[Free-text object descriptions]
* * * *

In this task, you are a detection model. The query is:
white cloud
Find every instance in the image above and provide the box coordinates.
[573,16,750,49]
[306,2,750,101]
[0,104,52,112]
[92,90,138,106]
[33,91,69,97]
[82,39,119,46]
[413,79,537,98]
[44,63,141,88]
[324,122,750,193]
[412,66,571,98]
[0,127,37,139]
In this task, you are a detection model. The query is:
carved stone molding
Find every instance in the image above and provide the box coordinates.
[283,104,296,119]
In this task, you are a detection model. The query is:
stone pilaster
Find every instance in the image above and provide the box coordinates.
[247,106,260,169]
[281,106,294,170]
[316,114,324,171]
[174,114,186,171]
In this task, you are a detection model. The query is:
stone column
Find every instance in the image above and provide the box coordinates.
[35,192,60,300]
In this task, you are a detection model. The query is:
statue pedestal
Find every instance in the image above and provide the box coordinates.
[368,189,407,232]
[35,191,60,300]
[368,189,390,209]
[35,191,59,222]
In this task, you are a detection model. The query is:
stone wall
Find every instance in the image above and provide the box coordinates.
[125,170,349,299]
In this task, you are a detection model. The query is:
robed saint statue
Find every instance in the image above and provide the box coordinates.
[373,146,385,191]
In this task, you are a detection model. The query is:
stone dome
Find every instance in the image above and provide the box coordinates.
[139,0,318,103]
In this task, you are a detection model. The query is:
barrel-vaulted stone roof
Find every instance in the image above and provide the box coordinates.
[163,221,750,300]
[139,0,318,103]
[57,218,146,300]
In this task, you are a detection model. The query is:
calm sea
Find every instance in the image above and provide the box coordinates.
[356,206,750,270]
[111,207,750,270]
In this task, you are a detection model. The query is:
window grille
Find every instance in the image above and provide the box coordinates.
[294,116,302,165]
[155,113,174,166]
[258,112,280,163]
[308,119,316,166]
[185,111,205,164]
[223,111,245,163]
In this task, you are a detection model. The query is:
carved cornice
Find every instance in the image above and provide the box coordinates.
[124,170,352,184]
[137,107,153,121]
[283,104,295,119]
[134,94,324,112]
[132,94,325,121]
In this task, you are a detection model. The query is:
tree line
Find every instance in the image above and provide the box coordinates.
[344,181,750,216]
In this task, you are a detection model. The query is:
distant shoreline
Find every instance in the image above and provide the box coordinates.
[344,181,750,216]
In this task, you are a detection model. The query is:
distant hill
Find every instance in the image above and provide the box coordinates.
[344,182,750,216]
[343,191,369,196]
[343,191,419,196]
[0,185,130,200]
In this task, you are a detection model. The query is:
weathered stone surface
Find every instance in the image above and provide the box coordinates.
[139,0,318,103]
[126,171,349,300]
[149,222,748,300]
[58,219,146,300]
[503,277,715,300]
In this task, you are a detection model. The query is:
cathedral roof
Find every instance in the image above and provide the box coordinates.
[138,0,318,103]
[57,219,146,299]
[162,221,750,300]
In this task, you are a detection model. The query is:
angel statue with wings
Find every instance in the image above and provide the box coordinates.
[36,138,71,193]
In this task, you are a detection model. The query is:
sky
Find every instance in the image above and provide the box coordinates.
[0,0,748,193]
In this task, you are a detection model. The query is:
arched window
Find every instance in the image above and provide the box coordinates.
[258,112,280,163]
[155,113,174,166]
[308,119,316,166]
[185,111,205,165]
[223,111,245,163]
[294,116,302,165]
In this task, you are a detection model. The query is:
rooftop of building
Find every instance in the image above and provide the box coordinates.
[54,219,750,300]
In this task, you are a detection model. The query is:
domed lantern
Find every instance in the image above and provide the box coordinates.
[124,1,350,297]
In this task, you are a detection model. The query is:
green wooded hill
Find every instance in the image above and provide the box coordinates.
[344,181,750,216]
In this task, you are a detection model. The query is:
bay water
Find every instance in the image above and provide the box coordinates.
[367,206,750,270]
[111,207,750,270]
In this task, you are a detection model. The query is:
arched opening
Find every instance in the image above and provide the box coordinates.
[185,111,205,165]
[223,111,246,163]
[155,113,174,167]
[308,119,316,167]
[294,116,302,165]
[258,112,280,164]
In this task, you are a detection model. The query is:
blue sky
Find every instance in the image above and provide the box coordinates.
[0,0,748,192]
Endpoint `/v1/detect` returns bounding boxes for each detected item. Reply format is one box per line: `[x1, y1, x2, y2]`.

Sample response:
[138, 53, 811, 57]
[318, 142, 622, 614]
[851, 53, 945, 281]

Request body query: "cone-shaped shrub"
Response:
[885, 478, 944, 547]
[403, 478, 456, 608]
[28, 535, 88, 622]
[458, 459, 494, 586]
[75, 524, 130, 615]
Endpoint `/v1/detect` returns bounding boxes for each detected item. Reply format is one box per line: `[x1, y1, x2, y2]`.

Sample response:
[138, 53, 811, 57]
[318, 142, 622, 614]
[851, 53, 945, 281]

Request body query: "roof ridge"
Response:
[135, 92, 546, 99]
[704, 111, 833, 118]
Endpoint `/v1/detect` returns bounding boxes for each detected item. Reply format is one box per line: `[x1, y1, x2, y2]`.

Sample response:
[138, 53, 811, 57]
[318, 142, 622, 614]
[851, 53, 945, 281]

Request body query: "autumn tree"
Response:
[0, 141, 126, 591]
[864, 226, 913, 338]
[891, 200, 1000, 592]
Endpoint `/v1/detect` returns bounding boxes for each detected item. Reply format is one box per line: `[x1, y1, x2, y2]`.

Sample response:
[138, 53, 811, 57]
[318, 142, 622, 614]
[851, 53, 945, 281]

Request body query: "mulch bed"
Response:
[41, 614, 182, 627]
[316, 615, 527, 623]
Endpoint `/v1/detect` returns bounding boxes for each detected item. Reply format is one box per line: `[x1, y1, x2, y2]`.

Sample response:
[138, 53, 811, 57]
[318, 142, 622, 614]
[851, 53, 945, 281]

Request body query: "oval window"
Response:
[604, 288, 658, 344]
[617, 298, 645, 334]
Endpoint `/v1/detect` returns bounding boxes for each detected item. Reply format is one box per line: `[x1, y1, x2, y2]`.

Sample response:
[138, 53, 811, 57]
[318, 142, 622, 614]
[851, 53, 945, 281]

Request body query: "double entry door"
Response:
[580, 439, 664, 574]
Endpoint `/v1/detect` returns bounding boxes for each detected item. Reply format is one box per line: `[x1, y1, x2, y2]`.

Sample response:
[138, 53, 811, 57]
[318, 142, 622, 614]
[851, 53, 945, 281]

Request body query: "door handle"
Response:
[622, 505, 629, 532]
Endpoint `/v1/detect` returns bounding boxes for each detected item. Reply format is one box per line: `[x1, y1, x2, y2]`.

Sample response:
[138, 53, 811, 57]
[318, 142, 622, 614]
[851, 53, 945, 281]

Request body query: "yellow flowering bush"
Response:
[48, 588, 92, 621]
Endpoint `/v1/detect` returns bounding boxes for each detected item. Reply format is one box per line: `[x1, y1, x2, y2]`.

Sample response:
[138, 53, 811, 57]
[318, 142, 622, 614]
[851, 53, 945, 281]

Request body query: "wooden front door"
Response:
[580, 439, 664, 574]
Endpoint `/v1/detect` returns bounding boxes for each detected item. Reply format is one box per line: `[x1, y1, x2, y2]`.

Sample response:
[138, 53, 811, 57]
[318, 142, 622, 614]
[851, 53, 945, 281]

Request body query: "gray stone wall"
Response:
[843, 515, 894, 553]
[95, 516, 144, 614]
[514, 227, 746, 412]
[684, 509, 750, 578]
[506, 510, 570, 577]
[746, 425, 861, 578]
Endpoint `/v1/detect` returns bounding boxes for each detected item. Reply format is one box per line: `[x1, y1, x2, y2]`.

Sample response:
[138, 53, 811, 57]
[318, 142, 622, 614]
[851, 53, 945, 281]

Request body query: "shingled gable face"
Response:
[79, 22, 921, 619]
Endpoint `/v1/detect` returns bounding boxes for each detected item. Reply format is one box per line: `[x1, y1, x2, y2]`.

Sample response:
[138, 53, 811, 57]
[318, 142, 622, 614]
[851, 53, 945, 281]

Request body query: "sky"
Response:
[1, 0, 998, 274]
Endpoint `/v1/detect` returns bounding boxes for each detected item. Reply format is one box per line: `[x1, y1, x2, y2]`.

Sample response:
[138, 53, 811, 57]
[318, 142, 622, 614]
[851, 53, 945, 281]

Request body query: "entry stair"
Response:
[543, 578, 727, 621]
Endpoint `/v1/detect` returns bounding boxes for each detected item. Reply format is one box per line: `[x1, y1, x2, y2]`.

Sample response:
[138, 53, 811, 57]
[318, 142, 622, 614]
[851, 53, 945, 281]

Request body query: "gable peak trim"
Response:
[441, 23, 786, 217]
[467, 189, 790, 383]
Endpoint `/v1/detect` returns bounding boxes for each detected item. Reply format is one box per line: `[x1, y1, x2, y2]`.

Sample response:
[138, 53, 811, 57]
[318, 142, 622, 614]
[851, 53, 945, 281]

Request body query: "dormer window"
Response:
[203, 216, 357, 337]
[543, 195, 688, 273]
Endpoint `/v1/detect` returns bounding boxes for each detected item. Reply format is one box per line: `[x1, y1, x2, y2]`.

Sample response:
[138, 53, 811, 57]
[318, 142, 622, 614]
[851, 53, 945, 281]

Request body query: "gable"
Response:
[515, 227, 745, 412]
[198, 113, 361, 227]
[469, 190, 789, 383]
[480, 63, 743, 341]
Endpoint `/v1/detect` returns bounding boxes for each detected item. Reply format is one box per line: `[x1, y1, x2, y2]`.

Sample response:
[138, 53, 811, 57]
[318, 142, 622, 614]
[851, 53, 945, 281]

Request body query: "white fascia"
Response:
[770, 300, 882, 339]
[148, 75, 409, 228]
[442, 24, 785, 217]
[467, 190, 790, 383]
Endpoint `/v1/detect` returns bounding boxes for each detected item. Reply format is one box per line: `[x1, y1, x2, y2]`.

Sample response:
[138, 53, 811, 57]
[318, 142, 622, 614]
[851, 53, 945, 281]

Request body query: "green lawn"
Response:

* * * *

Please output the exact lines of the records above, beginning with the first and stopping after the line that holds "stone pilaster", and nothing else.

• YOUR SOLUTION:
In this task, you are a detection model. The query is:
white cloud
Find every instance in the image above and provide the box coordinates.
[573,16,750,49]
[306,2,750,101]
[0,104,52,112]
[92,90,138,106]
[33,91,69,97]
[82,39,119,46]
[413,79,537,98]
[44,63,141,88]
[324,122,750,193]
[412,66,571,98]
[0,127,37,139]
In this task, you are a detection model. The query is:
carved stone molding
Find every instance in the image above and provide the box coordinates.
[283,104,296,119]
In this task, you are a detection model. The query is:
stone pilaster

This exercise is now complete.